> ENTRIES SUPPLIED
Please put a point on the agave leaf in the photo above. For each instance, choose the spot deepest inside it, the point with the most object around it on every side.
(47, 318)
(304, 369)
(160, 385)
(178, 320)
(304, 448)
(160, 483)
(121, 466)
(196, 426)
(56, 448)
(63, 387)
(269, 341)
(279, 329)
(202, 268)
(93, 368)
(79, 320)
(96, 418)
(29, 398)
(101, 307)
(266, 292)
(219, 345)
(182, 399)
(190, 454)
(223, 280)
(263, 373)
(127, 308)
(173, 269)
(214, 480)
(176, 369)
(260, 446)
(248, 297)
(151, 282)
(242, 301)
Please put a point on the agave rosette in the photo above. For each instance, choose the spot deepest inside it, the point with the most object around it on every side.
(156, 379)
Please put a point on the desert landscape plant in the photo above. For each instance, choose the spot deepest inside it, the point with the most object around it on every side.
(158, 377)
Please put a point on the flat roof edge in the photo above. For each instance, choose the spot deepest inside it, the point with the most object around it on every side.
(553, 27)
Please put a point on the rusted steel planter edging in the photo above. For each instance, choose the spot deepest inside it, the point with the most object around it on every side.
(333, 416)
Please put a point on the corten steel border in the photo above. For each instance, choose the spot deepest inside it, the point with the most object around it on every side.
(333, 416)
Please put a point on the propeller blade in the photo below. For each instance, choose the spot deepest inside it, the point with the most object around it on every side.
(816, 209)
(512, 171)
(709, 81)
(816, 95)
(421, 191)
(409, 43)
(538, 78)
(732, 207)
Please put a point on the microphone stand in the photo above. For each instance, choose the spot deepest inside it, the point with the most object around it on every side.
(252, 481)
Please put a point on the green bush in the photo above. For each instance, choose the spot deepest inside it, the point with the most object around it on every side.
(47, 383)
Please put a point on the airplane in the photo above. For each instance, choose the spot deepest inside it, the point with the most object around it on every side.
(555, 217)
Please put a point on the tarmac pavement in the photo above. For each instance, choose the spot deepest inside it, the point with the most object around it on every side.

> WHAT THE TASK ASKS
Rewrite all of the data above, replacing every occurrence of "put a point on" with "place a marker on" and leaving everything else unchanged.

> IN RESPONSE
Please place a marker on the agave leaf in the photo above. For each instance, choose the spot deepest inside it, the point with the most object around it on every side.
(47, 318)
(304, 369)
(160, 385)
(178, 320)
(304, 448)
(160, 483)
(121, 466)
(196, 426)
(56, 448)
(63, 387)
(269, 341)
(279, 329)
(202, 268)
(93, 368)
(79, 320)
(96, 418)
(29, 398)
(101, 307)
(266, 292)
(219, 345)
(182, 399)
(190, 454)
(223, 280)
(263, 373)
(127, 308)
(173, 269)
(214, 480)
(176, 369)
(260, 446)
(248, 297)
(151, 282)
(242, 301)
Please place a marker on the agave rosette in the photo above. For each instance, choose the spot deepest inside it, the point with the most object around it on every side.
(156, 379)
Please place a marker on the desert landscape plant in the photo above. For each instance, choose the spot deepest inside it, the point with the most object around it on every side.
(158, 377)
Please place a marker on the flat roof edge in the photo above. For each instance, choose the spot deepest inside it, the point with the most object around it on every side.
(553, 27)
Please place a marker on the rusted steel planter edging in the photo above. For each instance, choose the spot deepest inside it, the point with the most object around it on every side.
(333, 416)
Please place a marker on the corten steel border in the photo above. For each instance, choose the spot deepest inside it, the point with the most object around it on every side.
(333, 416)
Please place a marker on the propeller blade in the photo below. For each instance, choose the spot deepest inside it, the point with the most object around it on every side.
(816, 209)
(512, 171)
(709, 81)
(816, 95)
(421, 191)
(409, 43)
(538, 78)
(732, 207)
Please place a marker on the microphone stand in the photo above. For each instance, choose the spot deepest inside it, the point with the most object around it on every side.
(252, 481)
Please place a marker on the green bush in the photo above. For each instance, choose the spot deepest inside it, the point with the most object around it on every side.
(47, 383)
Please place a marker on the airplane in the photo above. For each instance, choose the spot deepest inside it, the point with the most object around it on every side.
(555, 217)
Please place a marker on the tarmac pavement in the photo above. For each instance, choose the spot deepest inside it, the point with the most object around it on every side.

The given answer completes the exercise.